Start of Dataset extract

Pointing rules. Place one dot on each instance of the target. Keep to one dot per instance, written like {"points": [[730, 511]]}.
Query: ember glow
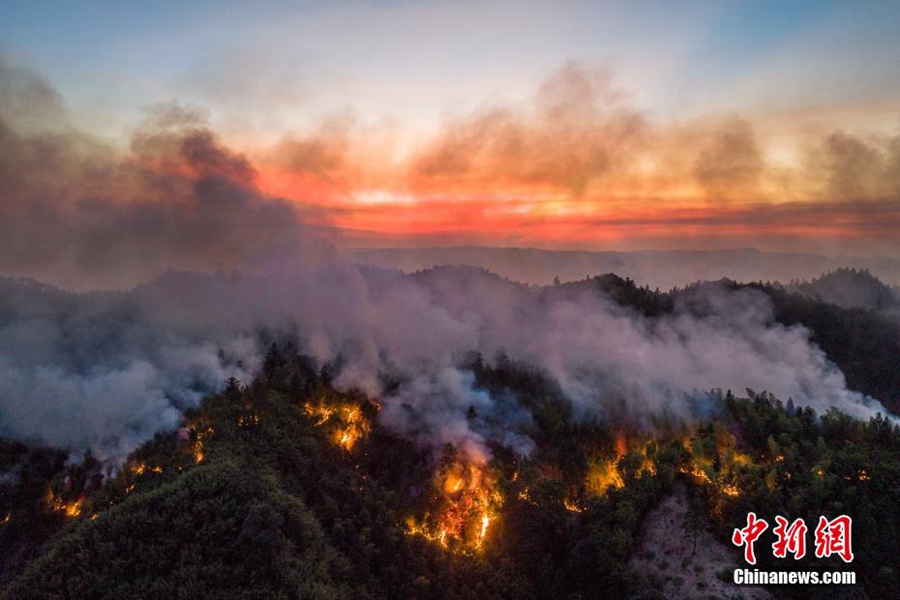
{"points": [[584, 142], [345, 420], [465, 504]]}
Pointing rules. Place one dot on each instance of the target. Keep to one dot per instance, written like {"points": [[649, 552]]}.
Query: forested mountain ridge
{"points": [[286, 487]]}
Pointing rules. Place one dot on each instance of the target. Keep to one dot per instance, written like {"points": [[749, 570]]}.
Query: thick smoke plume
{"points": [[106, 370], [84, 214]]}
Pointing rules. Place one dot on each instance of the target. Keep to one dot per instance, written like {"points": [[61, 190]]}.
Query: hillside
{"points": [[294, 484], [286, 488]]}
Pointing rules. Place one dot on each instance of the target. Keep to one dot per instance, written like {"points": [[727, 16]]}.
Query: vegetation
{"points": [[287, 488]]}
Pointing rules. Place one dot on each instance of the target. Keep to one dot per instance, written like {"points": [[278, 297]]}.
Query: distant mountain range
{"points": [[662, 269]]}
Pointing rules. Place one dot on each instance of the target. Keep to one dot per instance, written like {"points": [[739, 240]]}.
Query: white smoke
{"points": [[107, 371]]}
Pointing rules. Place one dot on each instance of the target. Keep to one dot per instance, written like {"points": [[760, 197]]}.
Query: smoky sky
{"points": [[84, 214], [106, 370]]}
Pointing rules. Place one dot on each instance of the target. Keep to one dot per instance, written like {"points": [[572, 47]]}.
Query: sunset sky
{"points": [[590, 125]]}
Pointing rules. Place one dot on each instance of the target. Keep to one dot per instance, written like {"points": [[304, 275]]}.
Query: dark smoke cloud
{"points": [[77, 212], [106, 370]]}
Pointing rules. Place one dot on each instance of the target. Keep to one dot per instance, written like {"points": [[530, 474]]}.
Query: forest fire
{"points": [[346, 420], [248, 420], [466, 501], [70, 509], [140, 468], [200, 437], [601, 476], [634, 457]]}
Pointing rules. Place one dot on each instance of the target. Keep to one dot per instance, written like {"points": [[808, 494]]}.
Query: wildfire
{"points": [[347, 420], [571, 506], [202, 435], [601, 476], [247, 420], [69, 509], [731, 490], [467, 505], [141, 468]]}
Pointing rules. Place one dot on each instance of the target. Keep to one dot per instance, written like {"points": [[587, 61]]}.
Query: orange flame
{"points": [[468, 504], [347, 420]]}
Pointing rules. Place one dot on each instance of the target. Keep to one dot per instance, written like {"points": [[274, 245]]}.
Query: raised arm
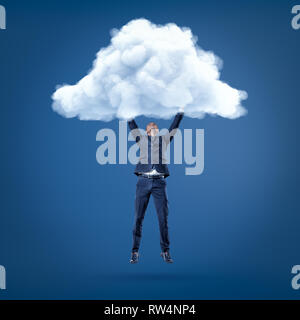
{"points": [[134, 130], [174, 126]]}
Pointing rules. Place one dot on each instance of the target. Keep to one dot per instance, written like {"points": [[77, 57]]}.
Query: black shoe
{"points": [[166, 256], [134, 257]]}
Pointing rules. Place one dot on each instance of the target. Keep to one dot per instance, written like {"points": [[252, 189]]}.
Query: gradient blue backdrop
{"points": [[66, 221]]}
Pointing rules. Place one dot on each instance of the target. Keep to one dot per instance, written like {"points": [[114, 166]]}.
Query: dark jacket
{"points": [[152, 149]]}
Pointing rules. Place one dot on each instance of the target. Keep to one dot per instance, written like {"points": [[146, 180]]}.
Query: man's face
{"points": [[152, 129]]}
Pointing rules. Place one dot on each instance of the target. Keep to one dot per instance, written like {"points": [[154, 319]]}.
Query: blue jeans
{"points": [[144, 188]]}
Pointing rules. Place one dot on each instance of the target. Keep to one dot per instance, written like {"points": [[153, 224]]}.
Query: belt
{"points": [[151, 176]]}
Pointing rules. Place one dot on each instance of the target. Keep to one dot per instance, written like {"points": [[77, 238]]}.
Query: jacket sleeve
{"points": [[173, 128], [134, 130]]}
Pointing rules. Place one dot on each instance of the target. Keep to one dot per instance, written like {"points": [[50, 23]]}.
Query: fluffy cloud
{"points": [[151, 70]]}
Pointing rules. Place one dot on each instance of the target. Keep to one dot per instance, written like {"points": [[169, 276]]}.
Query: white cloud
{"points": [[150, 70]]}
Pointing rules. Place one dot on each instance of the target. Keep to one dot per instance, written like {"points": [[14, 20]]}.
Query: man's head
{"points": [[152, 129]]}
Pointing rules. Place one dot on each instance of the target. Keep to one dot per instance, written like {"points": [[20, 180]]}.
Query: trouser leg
{"points": [[143, 191], [159, 192]]}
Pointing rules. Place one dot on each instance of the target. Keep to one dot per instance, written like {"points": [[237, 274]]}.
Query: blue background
{"points": [[66, 221]]}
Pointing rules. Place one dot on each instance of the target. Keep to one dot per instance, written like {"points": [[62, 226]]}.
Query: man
{"points": [[152, 170]]}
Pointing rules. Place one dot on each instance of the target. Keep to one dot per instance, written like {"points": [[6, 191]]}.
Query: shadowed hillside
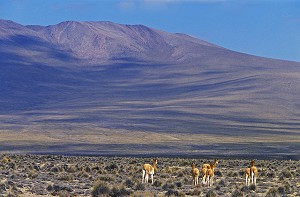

End of Dataset extract

*Problem to solve*: Transcribe all of the data above verbatim but omit every picture.

*Task answer*:
Pointing rules. Place one dot on each instance of the target. Keep to one dot per instance, written like {"points": [[730, 511]]}.
Query: ember glow
{"points": [[584, 142], [345, 420], [465, 504]]}
Pointing rules. Place one dot on each instance of the target. Keep to one dot per instance, written like {"points": [[649, 552]]}.
Query: forested mountain ridge
{"points": [[286, 487]]}
Pointing rules. Place one dot on each instance of the target. Keep to one dot per instance, written like {"points": [[749, 570]]}.
Query: thick smoke plume
{"points": [[106, 370], [84, 214]]}
Pointing rules. Place one dot on each instance of the target. Keep to one dot per instance, written like {"points": [[61, 190]]}.
Query: hillside
{"points": [[294, 484], [286, 488]]}
Pointing rules. Place one dot on each instance of the target. Keep to one dot per instance, written like {"points": [[727, 16]]}.
Query: vegetation
{"points": [[287, 488]]}
Pointing rules. Place one dot on each instance of the target. Keep to one dot per instance, written like {"points": [[278, 297]]}.
Query: distant mountain range
{"points": [[662, 269]]}
Pointing rules. Place one dot on each instance of the target. Keep to one dot per instance, written like {"points": [[739, 240]]}.
Query: white smoke
{"points": [[107, 371]]}
Pointing rules. Place one dot on each instance of the target. Keep to one dot per instance, written like {"points": [[760, 197]]}.
Query: smoky sky
{"points": [[84, 214], [106, 370]]}
Pointing rules. Place one dot on each instance of the target. Keep to one dot per instance, written like {"points": [[572, 47]]}.
Query: sunset sky
{"points": [[590, 125]]}
Pointing rules. Place one dot on each instance of the target. Keep to one dot per instance, written like {"points": [[304, 275]]}.
Query: dark smoke cloud
{"points": [[77, 212], [106, 370]]}
Pointing rules. Place one dot on each instance of the target. Keep to one dot per instance, written like {"points": [[530, 474]]}.
Query: forest fire
{"points": [[346, 420], [248, 420], [466, 501], [70, 509], [140, 468], [200, 437], [601, 476], [634, 457]]}
Pointing rules. Place one dot on each instance of the target. Keep to one dot per instance, written like {"points": [[808, 494]]}.
Query: wildfire
{"points": [[347, 420], [571, 506], [202, 435], [601, 476], [247, 420], [69, 509], [731, 490], [467, 505], [141, 468]]}
Pointing rules. Place one dot on each instance of the target. Keep to one dot per instance, written like {"points": [[587, 61]]}.
Query: orange flame
{"points": [[468, 504], [347, 420]]}
Pointing rules. Place one dot on each instance of the target. Keep to one dot per instance, written like {"points": [[274, 245]]}.
Query: raised arm
{"points": [[134, 130], [174, 126]]}
Pointing rules. Place one dot on each instance of the target. Keep to one dot per instance, written like {"points": [[77, 57]]}.
Query: black shoe
{"points": [[166, 256], [134, 257]]}
Pointing rules. Place one dot on each instance of the target. Keep to one dot per instance, written like {"points": [[252, 189]]}.
Query: gradient blue backdrop
{"points": [[66, 221]]}
Pointing rules. Place one dot on each instance of the target. Keep to one dot per instance, written like {"points": [[114, 166]]}.
Query: dark jacket
{"points": [[152, 149]]}
Pointing rules. Place one dot on each instance of the target. Keep to one dot per instance, written like {"points": [[146, 180]]}.
Query: man's face
{"points": [[152, 129]]}
Pointing rules. Place one dot on each instance of the target. Keep to one dot per instance, written like {"points": [[154, 319]]}.
Query: blue jeans
{"points": [[144, 188]]}
Pointing rules. Place one dot on each instance of the target. Keep to one dot per instance, written like {"points": [[153, 224]]}.
Query: belt
{"points": [[151, 176]]}
Pointing rules. Place one dot on each instance of the target. Keep to one dot per instance, written like {"points": [[77, 238]]}.
Query: jacket sleeve
{"points": [[173, 128], [134, 130]]}
Pointing rules. Place one dot on each instance of the target. Keep to one dot per instance, written like {"points": [[50, 23]]}.
Query: fluffy cloud
{"points": [[151, 70]]}
Pointing rules. Place one dot on each instance of the target. Keep to one dot per instance, written like {"points": [[169, 276]]}.
Query: white cloud
{"points": [[150, 70]]}
Pointing rules. Place one dot on each instance of the target. Keep to one dot per instance, written like {"points": [[14, 20]]}.
Query: man's head
{"points": [[152, 129]]}
Pointing rules. Place one dot on each instance of the target. Keep to one dot per instance, written like {"points": [[20, 180]]}.
Query: trouser leg
{"points": [[143, 191], [159, 192]]}
Pointing rules. Place one dot on each instance of the target. Keep to one dot per instance, written like {"points": [[237, 274]]}.
Query: blue background
{"points": [[66, 221]]}
Pointing rules. Place one dot on each instance of the target. Keep to one dot per instance, written like {"points": [[62, 226]]}.
Query: man
{"points": [[152, 170]]}
Pointing rules. Place one dot on each instance of the target. Keep to one dot per instance, written like {"points": [[6, 191]]}.
Query: shadowed hillside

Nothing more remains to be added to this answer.